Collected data
──────────
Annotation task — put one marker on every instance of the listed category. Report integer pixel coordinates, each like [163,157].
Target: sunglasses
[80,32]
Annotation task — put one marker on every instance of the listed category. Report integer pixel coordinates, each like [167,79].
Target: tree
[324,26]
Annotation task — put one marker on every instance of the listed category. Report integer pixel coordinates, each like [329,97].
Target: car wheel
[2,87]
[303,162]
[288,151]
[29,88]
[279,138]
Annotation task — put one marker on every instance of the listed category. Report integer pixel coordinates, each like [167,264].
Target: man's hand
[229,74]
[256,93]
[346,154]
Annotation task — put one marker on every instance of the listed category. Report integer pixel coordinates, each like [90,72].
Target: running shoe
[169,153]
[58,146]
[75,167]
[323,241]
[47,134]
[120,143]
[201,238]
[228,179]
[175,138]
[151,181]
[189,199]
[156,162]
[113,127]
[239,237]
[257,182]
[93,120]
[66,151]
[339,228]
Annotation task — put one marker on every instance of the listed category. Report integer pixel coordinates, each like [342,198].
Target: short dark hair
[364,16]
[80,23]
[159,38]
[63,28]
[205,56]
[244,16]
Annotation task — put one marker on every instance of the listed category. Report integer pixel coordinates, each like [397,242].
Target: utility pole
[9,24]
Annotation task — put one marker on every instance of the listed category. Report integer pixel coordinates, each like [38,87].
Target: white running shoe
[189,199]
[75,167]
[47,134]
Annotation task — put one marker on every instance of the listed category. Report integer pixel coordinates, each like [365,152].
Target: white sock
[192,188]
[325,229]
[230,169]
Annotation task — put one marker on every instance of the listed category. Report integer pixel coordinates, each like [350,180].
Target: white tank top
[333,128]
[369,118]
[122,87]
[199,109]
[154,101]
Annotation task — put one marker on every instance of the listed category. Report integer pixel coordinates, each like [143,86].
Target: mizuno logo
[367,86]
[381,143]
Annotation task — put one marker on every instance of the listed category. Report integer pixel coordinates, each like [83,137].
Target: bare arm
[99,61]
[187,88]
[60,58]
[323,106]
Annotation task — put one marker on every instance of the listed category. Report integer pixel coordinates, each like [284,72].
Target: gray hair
──────────
Prompt >> All the lines above are to be copied exactly, with none left out.

Your response >>
Annotation task — put one marker on every instance of the listed category. Report integer pixel coordinates, each like [163,157].
Target: sunglasses
[80,32]
Annotation task — put one marker on every instance of the listed category. Report integer pixel coordinates, each like [167,79].
Target: tree
[324,26]
Annotation task — put one marker on every instance of the listed category. Report integer pixel coordinates, each like [329,97].
Target: car wheel
[2,87]
[303,162]
[288,151]
[29,88]
[279,138]
Annotation task — put one marker on every instance of the listed category. Report integer pixel coordinates, each like [167,264].
Target: man's hand
[229,74]
[256,93]
[346,154]
Annotation task — put one marker on every instance of the listed category. Report integer pixel coordinates, each like [90,72].
Target: running shoe
[169,153]
[58,146]
[75,167]
[323,241]
[47,134]
[120,143]
[201,238]
[228,179]
[175,138]
[151,181]
[189,199]
[156,162]
[113,127]
[239,237]
[257,182]
[93,120]
[66,151]
[339,228]
Annotation task — put one marker on every instance of the listed category. Report integer pixel coordinates, each like [342,198].
Target: short dark hair
[364,16]
[80,23]
[159,38]
[63,28]
[205,56]
[244,16]
Annotation task — put one marker on every instance of the listed category. Report integer pixel coordinates, each like [397,242].
Target: utility pole
[9,24]
Annotation task — put one marker on every instance of the listed category. Report integer pixel coordinates, each like [38,87].
Target: white running shoe
[189,199]
[75,167]
[47,134]
Annotation task — put one marker on every instance of the listed category. Report integer pixel coordinates, each like [365,152].
Target: white sock
[192,188]
[325,229]
[230,169]
Annotation task — put one marker on every instance of the listed category. Report integer pixel coordinates, each like [350,180].
Target: white tank top
[333,128]
[369,118]
[122,87]
[199,109]
[154,101]
Annotation task — put one marker on every instance of the listed category. Report integer pixel coordinates, each like [143,86].
Target: mizuno logo
[367,86]
[381,143]
Annotation task — put one marker on every instance of the listed category. Report integer pixel coordinates, each like [83,137].
Target: bare arm
[99,61]
[187,88]
[60,58]
[323,106]
Annotation task — put one marker on every instance of the listed category. Report integer pixel coordinates, each like [284,72].
Target: gray hair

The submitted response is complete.